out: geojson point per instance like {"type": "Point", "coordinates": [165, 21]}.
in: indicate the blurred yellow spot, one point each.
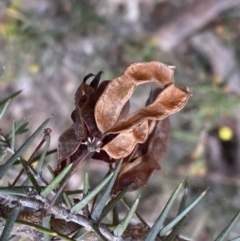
{"type": "Point", "coordinates": [198, 169]}
{"type": "Point", "coordinates": [218, 79]}
{"type": "Point", "coordinates": [15, 3]}
{"type": "Point", "coordinates": [153, 41]}
{"type": "Point", "coordinates": [225, 133]}
{"type": "Point", "coordinates": [33, 68]}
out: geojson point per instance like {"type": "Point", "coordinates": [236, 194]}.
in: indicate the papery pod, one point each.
{"type": "Point", "coordinates": [169, 101]}
{"type": "Point", "coordinates": [124, 143]}
{"type": "Point", "coordinates": [120, 89]}
{"type": "Point", "coordinates": [136, 173]}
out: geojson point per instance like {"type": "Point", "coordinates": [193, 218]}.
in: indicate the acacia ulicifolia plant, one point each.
{"type": "Point", "coordinates": [102, 128]}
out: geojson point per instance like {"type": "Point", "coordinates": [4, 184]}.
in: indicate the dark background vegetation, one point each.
{"type": "Point", "coordinates": [48, 46]}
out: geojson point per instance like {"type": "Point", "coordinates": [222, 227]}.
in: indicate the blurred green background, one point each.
{"type": "Point", "coordinates": [47, 47]}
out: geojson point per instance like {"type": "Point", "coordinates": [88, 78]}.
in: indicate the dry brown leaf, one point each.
{"type": "Point", "coordinates": [120, 89]}
{"type": "Point", "coordinates": [136, 173]}
{"type": "Point", "coordinates": [123, 144]}
{"type": "Point", "coordinates": [169, 101]}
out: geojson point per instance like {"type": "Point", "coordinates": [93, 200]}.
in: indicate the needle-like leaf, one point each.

----

**Exercise:**
Where a line contains the word "like", copy that line from the listing above.

**Answer space:**
out: geojson point per instance like {"type": "Point", "coordinates": [165, 21]}.
out: geojson point per instance like {"type": "Point", "coordinates": [236, 194]}.
out: geojson point per instance like {"type": "Point", "coordinates": [193, 218]}.
out: geojson point per instance like {"type": "Point", "coordinates": [4, 184]}.
out: geojson point per instance like {"type": "Point", "coordinates": [222, 227]}.
out: geojson point per instance like {"type": "Point", "coordinates": [88, 78]}.
out: geojson point per instance like {"type": "Point", "coordinates": [93, 200]}.
in: indicate the needle-like leaf, one point each.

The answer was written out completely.